▸ SET OF TASKS
a) In the Yosemite excerpt, what year does the author give for the extensive fires bordering Yosemite?
b) Find each line in the entries that contains the word "target" and copy those lines out in full.

▸ SELECTED EXCERPT
[start]

I have therefore tried, wherever possible, to avoid
familiar ground. I do not, for example, retrace the footsteps of John
Muir. Nor is this a chronology of every person or event in the history
of Yosemite National Park. If the reader's favorite individual,
anecdote, or story is missing, I stress again that this is a study of
the natural environment. Similarly, I have avoided giving another long
account of the Hetch Hetchy reservoir, except to underscore its
significance as a policy and resource issue. Like biographies of John
Muir, detailed histories of the Hetch Hetchy controversy are numerous
and easily obtained. There would be little point in my repeating an
already familiar theme.
My choice of resource subjects has likewise been
selective, determined in part by the importance and availability of
original source materials. For example, there is much to be found on
bears but considerably less for all other wildlife. My own emphasis is
on bears not only because more sources are available but also because no
other animal has sparked such sustained and revealing debate. Fire
ecology, another important issue, receives greater attention for the
earlier history of the park. Modern approaches to natural fire are
extensively documented elsewhere; then too the future of fire ecology is
once more in doubt, especially in the wake of extensive fires bordering
Yosemite in 1987 and the outspoken reaction against fire management
policies implemented in the Yellowstone fires of 1988. The issue
requires more time for definitive conclusions. One thing is certain:
Natural fires will be even more closely monitored than they have been in
the past and, it would appear, more often contained or suppressed.

[end]

▸ RECORDS SHOWN
[start]

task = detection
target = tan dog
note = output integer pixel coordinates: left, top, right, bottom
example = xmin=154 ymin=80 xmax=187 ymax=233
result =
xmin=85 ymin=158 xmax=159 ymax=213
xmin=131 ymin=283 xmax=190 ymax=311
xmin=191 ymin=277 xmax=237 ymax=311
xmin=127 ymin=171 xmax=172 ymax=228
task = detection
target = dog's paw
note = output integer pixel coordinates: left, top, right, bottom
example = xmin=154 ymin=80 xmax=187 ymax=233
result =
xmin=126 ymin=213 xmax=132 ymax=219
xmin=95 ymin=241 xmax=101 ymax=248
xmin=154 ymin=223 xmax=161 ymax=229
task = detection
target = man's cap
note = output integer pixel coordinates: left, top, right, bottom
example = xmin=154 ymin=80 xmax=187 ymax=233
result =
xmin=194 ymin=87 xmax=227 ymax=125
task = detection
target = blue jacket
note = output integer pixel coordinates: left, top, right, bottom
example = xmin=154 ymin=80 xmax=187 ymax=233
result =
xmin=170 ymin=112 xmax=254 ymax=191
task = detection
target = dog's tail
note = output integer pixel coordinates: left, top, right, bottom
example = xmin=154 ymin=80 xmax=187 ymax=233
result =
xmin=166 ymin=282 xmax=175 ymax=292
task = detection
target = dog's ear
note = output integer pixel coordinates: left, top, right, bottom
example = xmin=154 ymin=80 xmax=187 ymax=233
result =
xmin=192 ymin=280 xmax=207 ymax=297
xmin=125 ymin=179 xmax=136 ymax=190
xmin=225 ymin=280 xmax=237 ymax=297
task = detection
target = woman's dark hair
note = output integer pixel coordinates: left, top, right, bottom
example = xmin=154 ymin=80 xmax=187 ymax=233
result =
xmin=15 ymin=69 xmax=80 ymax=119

[end]
[start]

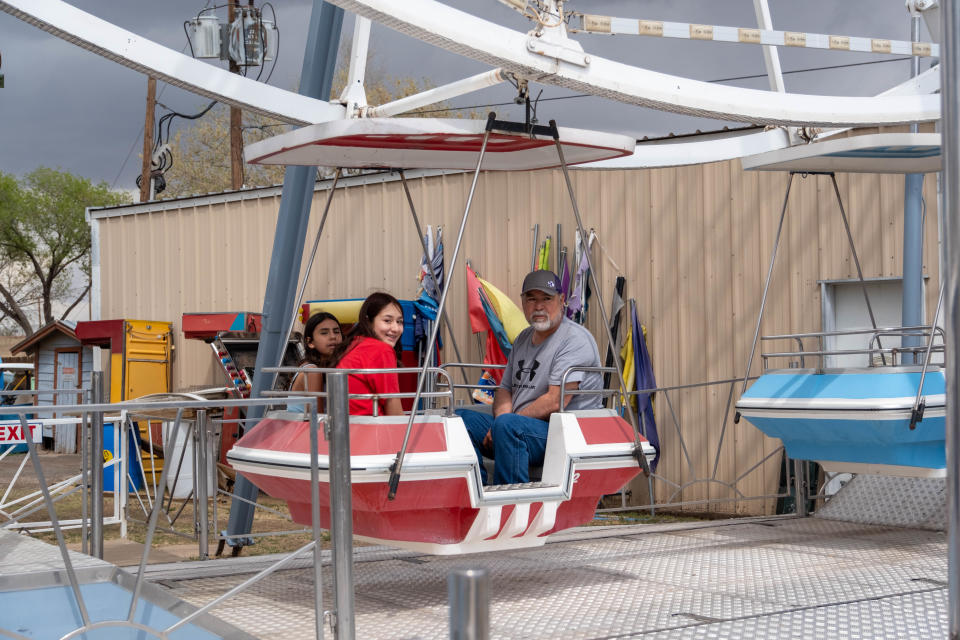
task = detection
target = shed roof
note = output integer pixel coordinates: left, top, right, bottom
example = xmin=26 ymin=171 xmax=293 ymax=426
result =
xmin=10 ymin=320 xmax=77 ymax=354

[end]

▸ RESPONSES PER TASK
a) 1987

b)
target = tan dog
target = dog's paw
target = man's cap
target = blue jacket
target = dog's tail
target = dog's ear
target = woman's dark hair
target = shed roof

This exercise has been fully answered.